Excerpts from a dataset
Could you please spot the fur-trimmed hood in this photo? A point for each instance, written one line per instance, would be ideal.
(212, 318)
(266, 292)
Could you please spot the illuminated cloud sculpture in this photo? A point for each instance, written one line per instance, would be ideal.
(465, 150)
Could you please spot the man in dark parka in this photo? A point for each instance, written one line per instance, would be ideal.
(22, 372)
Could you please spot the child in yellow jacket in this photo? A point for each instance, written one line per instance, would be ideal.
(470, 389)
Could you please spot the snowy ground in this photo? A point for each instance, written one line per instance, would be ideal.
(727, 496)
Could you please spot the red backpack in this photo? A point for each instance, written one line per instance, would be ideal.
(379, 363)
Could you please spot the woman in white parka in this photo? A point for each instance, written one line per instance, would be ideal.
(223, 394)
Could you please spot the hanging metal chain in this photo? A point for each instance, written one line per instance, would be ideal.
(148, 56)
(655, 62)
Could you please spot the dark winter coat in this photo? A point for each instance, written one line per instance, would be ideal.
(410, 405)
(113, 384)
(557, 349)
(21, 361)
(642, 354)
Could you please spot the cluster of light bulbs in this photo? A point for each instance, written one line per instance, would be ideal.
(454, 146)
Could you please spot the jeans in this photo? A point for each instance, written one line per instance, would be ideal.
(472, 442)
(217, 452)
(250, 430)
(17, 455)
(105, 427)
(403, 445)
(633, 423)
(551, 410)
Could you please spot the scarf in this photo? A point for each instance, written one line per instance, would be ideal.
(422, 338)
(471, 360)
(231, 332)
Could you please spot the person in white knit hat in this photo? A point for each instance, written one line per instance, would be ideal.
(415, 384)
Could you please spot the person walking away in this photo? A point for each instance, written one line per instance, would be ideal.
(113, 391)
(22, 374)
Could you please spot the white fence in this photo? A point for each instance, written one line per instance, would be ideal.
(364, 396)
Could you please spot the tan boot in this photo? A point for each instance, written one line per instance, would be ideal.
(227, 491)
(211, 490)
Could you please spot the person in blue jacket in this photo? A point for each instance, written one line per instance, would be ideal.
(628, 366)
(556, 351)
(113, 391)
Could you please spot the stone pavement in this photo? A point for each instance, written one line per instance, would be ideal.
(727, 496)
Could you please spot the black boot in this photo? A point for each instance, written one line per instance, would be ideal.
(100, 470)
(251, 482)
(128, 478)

### YOUR TASK
Copy out each entry exactly, leaving nothing out.

### RESULT OF THE EXERCISE
Could you please spot the fur-trimmed hood in this photo? A point for each instance, written one line per instance, would be ideal.
(212, 318)
(266, 292)
Could you please spot the illuminated cloud sculpture in this photo? A point for each instance, written one line per instance, would be ideal.
(465, 150)
Could you please spot the man in dark parka in this photo? A point for each instance, written one line per instance, would be ideal.
(22, 372)
Could you please spot the child in yellow jacket in this photo? A point for each instance, written one line per instance, would be ideal.
(470, 389)
Could you please spot the snowy ground in this photo? A point for each instance, written one line per instance, would be ideal.
(727, 496)
Could you please spot the red backpack in this photo? A point for each instance, written one line per instance, would be ideal.
(379, 363)
Could you please spot the woman in white parka in this photo? A point for each instance, written one line per instance, would be ideal.
(223, 394)
Could you please spot the hanging metal chain in this photo? A point for each instance, written one line per instance, would be ideal.
(148, 56)
(655, 62)
Could you please spot the dark winter coat in this photo? A point for each instance, written one line per instance, would be ideal.
(410, 405)
(113, 384)
(557, 349)
(21, 361)
(642, 354)
Could you please spot the cluster of light bulbs in this photo? A point for each instance, written one line per instance, would be ideal.
(454, 146)
Could you please spot the jeans in this photo? A point for each instance, written one line per instance, would be ideal.
(472, 442)
(217, 452)
(250, 430)
(17, 455)
(105, 427)
(403, 445)
(633, 423)
(551, 410)
Could you please spot the scarf in this photo? A point for each instance, written one line per instance, would be ideal.
(422, 338)
(471, 360)
(231, 332)
Could you please spot the person in white knit hat in this photo? A point for each instance, written one line per instance, would be ideal.
(415, 384)
Could you please spot the person walking away in this photo? A point for each instance, written one line per instance, would be ideal.
(113, 391)
(22, 374)
Could you please spot the white fence in this photo? A point for each instance, written one line per instance, would be ideal.
(364, 396)
Could you please spot the tan boot in this photo? A point for each instance, written one line per instance, would be ideal.
(227, 491)
(211, 490)
Could you please spot the person in blue jacket in this photo? A point for each instance, written one line per instance, would be ideal.
(628, 366)
(556, 351)
(113, 391)
Could you please spot the stone pavement in this photo? A point for each instance, written one line per instance, would be ideal.
(727, 496)
Could you please spot the black boot in this photo? A point for each instance, written one line per instance, would be ideal.
(100, 470)
(251, 482)
(128, 478)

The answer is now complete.